[TÂCHES À RÉALISER]
1. Résumez l'extrait du document en deux phrases.
2. D'après l'extrait du document, à quel objet les pièces accrochées sur les murs des collectionneurs sont-elles comparées ?

___ EXTRAIT DU DOCUMENT ___

Des galeries déposent aujourd’hui chez des collectionneurs des œuvres à vendre, ce dans le seul but de les valoriser. Un drôle de jeu...
Rien ne va plus au royaume des grands collectionneurs. Jouant sur une volatilité des rôles, ces derniers sont en train de devenir des ambassadeurs pour les artistes et leurs galeries, comme les people le sont pour les marques Chanel ou Dior. Les pièces accrochées sur leurs murs se transforment en « must have » aussi indispensables que le dernier sac Prada. Or, de même que des accessoires sont prêtés aux stars par les services de marketing pour les besoins d’une campagne de presse, il semblerait que les galeries commencent à déposer des œuvres chez les collectionneurs. De la collection au showroom, il n’y a qu’un pas. Et certains franchissent le Rubicon.

___ LIGNES AFFICHÉES ___

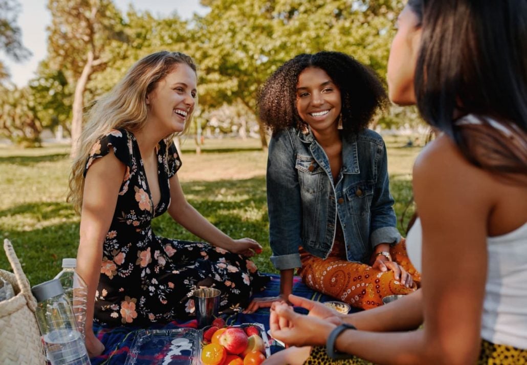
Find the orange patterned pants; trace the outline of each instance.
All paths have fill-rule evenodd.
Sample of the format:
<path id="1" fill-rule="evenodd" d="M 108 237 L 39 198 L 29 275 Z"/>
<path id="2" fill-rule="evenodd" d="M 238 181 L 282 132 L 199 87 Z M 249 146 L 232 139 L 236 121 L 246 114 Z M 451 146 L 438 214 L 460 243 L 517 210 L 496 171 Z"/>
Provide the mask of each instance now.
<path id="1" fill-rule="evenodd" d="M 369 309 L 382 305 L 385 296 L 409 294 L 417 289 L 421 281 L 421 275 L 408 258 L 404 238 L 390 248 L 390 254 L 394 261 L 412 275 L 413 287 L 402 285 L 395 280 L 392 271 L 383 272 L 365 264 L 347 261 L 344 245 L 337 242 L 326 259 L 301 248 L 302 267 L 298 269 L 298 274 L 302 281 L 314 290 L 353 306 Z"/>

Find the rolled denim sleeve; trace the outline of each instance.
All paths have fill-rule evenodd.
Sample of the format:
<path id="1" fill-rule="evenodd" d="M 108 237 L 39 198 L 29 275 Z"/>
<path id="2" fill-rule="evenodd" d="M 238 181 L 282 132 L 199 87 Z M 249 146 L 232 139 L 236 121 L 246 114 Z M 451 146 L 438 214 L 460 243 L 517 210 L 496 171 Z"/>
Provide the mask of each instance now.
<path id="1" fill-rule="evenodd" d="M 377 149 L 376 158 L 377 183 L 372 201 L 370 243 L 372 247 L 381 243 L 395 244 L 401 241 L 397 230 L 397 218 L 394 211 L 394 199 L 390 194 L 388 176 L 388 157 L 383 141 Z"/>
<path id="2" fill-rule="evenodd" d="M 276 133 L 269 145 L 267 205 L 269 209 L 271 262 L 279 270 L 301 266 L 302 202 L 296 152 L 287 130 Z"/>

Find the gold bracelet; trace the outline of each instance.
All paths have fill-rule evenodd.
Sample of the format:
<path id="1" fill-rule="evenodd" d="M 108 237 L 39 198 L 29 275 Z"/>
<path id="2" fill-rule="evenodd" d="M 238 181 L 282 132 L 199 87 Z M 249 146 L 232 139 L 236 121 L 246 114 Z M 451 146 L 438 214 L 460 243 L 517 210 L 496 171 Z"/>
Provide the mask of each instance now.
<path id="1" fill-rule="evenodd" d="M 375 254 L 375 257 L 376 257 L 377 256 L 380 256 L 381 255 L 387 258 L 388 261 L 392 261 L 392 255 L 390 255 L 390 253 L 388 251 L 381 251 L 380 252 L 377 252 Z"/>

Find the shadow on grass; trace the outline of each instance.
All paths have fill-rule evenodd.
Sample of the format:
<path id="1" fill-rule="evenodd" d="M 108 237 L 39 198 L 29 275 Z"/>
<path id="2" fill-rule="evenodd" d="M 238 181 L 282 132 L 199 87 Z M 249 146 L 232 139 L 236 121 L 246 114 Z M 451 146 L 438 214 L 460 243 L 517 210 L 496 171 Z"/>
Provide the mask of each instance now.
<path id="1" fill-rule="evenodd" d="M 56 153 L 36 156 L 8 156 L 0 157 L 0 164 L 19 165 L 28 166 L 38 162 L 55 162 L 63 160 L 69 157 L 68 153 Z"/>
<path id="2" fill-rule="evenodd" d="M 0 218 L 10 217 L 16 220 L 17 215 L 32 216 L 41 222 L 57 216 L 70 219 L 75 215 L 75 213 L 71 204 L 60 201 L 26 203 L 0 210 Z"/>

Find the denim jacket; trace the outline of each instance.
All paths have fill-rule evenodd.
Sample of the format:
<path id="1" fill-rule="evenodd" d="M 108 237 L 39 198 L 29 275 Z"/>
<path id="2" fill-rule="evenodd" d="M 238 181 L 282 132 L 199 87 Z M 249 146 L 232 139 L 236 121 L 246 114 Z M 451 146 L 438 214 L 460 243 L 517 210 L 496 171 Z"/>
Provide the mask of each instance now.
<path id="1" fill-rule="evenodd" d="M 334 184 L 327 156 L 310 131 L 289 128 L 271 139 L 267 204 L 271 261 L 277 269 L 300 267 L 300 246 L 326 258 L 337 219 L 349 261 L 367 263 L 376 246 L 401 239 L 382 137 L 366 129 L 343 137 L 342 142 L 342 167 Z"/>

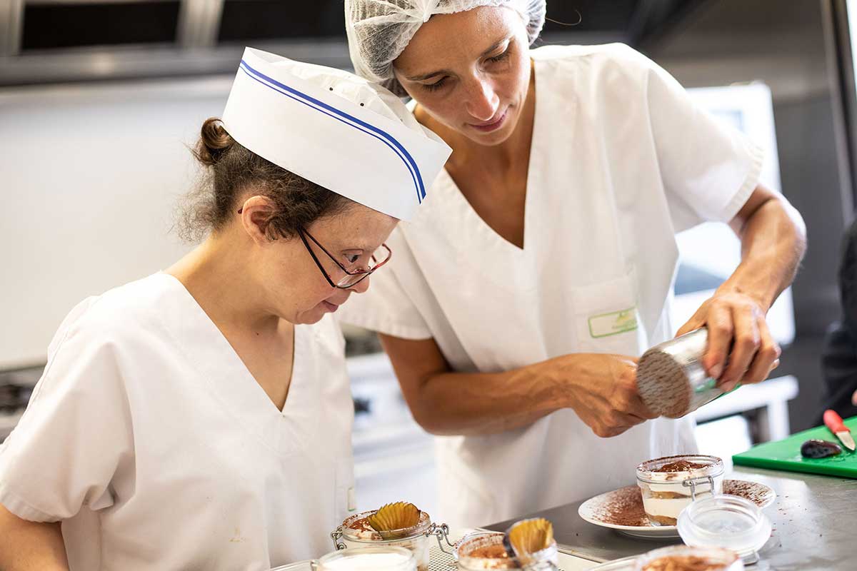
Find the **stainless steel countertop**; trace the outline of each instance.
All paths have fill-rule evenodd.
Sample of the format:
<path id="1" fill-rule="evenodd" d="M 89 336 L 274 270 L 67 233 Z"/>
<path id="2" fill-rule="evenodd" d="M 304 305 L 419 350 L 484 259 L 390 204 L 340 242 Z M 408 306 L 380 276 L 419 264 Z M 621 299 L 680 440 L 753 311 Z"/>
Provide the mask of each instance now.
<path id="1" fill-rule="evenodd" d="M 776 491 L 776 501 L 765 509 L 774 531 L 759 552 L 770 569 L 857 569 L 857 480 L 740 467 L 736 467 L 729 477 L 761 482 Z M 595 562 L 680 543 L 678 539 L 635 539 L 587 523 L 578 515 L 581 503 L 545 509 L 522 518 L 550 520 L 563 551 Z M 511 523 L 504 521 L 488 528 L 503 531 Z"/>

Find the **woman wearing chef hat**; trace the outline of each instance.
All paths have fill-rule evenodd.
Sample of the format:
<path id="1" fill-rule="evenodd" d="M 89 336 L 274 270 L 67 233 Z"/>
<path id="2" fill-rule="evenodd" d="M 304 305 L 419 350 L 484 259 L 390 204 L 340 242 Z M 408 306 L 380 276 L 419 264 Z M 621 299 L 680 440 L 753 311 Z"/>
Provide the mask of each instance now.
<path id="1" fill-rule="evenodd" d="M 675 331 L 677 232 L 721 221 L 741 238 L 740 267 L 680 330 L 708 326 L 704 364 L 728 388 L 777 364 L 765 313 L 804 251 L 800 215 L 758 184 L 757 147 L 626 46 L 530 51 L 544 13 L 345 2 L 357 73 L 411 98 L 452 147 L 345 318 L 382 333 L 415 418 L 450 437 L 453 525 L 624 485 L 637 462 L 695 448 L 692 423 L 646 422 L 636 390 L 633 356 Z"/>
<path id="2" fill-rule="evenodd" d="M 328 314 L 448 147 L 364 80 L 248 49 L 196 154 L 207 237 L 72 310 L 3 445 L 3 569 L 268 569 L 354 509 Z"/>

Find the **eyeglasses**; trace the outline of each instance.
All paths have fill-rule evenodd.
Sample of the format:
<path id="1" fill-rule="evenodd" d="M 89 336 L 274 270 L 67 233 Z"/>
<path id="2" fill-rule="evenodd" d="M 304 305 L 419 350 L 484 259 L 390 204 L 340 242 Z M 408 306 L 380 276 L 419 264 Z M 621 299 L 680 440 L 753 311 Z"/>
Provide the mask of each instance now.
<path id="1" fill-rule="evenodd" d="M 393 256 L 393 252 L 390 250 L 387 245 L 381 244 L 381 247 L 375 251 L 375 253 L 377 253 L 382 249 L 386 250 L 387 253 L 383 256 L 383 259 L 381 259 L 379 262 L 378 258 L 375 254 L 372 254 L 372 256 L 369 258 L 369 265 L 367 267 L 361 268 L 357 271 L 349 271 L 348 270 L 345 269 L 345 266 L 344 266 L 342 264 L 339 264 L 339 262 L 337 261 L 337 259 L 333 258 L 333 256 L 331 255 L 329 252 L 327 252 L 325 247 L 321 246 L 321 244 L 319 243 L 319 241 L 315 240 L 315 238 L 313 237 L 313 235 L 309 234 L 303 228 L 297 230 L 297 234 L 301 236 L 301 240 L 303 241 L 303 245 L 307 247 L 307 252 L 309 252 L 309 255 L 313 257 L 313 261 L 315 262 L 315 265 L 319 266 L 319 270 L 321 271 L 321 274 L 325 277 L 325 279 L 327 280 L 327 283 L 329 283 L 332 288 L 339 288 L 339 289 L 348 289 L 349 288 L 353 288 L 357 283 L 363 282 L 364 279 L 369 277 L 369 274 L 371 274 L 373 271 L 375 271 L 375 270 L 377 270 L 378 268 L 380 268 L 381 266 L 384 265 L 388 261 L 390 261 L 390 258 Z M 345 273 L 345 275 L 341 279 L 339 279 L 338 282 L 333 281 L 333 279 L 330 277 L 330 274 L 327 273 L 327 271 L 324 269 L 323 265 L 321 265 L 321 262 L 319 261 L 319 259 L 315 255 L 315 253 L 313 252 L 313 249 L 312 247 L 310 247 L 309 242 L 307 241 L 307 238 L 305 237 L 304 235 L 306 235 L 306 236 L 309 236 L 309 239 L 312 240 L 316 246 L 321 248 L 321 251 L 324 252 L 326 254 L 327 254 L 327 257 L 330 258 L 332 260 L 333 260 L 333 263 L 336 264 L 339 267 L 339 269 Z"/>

___
___ LIGNES AFFICHÉES ___

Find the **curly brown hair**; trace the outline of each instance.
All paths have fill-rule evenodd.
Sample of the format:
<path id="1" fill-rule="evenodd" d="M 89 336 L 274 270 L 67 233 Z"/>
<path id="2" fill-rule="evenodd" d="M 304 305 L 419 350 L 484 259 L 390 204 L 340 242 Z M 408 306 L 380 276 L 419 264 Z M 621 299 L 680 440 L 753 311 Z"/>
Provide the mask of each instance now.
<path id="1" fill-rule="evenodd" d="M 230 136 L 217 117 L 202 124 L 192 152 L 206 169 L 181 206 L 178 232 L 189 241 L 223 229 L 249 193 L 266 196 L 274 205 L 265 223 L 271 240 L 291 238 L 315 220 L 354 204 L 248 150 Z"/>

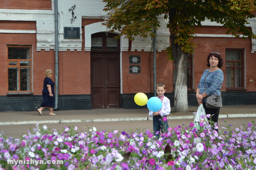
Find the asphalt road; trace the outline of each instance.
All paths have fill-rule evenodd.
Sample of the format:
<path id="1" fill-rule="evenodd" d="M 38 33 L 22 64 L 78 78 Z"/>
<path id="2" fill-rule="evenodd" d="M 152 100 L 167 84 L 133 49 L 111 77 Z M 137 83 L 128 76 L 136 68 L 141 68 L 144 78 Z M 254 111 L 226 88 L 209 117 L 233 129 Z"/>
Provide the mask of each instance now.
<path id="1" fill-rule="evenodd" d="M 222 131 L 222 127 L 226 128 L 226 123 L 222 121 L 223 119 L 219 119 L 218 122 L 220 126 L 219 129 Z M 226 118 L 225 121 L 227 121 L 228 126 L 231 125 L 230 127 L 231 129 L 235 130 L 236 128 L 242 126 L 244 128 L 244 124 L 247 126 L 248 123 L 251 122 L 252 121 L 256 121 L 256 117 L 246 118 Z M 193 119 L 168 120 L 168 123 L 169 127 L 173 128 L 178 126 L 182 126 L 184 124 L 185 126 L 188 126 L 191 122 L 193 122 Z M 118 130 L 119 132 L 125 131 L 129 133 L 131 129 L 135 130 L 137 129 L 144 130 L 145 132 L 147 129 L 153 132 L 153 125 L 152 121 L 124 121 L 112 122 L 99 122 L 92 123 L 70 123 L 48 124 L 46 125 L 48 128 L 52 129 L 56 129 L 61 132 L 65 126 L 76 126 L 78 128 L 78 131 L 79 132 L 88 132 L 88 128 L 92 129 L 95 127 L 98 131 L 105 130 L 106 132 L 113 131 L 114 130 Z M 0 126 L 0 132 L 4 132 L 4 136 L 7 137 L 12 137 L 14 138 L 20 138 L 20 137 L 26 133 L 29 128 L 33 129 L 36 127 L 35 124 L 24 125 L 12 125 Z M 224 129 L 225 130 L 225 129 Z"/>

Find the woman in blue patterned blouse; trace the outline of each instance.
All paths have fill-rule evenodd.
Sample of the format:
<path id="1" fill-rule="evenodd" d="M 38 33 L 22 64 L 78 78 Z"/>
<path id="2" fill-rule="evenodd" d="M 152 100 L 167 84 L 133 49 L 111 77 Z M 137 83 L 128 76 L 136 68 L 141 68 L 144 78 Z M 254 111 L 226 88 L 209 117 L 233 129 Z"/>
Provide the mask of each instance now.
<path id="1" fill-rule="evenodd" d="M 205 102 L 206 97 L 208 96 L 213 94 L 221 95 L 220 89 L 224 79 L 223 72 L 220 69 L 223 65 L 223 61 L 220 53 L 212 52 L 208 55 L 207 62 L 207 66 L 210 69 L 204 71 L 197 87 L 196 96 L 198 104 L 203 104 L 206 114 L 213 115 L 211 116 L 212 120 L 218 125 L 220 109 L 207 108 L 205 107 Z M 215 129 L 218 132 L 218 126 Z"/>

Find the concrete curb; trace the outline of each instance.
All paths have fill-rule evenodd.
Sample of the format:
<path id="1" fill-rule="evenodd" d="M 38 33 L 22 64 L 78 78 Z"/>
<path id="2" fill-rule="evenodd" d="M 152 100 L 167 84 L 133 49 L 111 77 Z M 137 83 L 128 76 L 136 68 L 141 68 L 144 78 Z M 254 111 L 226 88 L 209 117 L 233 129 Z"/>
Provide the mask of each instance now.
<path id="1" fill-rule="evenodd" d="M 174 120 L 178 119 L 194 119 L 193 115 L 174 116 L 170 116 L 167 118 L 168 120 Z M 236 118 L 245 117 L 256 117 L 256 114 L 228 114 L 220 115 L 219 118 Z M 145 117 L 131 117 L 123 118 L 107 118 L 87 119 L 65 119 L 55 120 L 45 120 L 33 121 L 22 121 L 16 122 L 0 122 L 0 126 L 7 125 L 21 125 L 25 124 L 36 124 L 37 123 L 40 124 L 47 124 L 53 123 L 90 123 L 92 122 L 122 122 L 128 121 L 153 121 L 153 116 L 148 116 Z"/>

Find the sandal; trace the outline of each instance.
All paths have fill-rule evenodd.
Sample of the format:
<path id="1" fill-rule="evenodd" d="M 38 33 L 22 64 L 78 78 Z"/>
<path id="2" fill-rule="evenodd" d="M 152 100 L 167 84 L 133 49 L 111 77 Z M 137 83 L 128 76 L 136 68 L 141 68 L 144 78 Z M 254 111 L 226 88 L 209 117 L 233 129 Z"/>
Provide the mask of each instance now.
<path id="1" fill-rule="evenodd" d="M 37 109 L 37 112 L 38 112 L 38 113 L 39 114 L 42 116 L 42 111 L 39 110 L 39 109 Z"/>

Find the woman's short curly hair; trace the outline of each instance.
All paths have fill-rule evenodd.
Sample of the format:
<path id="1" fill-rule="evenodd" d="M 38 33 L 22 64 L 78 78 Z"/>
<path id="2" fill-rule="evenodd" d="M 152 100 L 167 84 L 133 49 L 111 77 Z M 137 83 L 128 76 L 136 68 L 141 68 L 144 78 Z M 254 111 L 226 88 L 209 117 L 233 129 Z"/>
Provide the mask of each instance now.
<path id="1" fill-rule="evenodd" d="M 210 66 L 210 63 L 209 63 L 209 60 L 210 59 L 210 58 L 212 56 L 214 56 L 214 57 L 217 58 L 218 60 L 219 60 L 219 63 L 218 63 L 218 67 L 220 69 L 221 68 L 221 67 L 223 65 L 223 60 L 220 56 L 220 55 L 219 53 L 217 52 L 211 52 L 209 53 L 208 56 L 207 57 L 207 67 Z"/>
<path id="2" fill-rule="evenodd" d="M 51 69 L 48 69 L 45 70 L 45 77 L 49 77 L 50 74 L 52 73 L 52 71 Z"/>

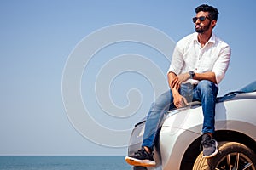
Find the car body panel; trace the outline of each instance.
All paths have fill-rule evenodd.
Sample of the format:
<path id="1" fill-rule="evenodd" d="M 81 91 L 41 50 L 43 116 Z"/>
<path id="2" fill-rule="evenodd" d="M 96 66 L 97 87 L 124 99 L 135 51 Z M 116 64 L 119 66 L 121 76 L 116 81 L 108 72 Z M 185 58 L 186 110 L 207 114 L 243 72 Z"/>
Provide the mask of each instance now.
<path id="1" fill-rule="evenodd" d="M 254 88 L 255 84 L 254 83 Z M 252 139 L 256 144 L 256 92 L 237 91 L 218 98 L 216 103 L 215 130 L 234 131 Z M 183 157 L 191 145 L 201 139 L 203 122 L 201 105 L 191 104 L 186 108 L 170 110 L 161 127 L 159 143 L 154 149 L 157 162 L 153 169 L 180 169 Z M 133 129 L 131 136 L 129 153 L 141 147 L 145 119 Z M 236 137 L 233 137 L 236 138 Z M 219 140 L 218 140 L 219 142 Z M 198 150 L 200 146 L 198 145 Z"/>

___

[RÉSULTATS]
1. Les grands collectionneurs deviennent des ambassadeurs pour les artistes et leurs galeries, comme les people le sont pour des marques telles que Chanel ou Dior, et les œuvres accrochées chez eux se transforment en « must have ». Des galeries commencent ainsi à déposer chez eux des œuvres à vendre, dans le seul but de les valoriser.

2. Au dernier sac Prada.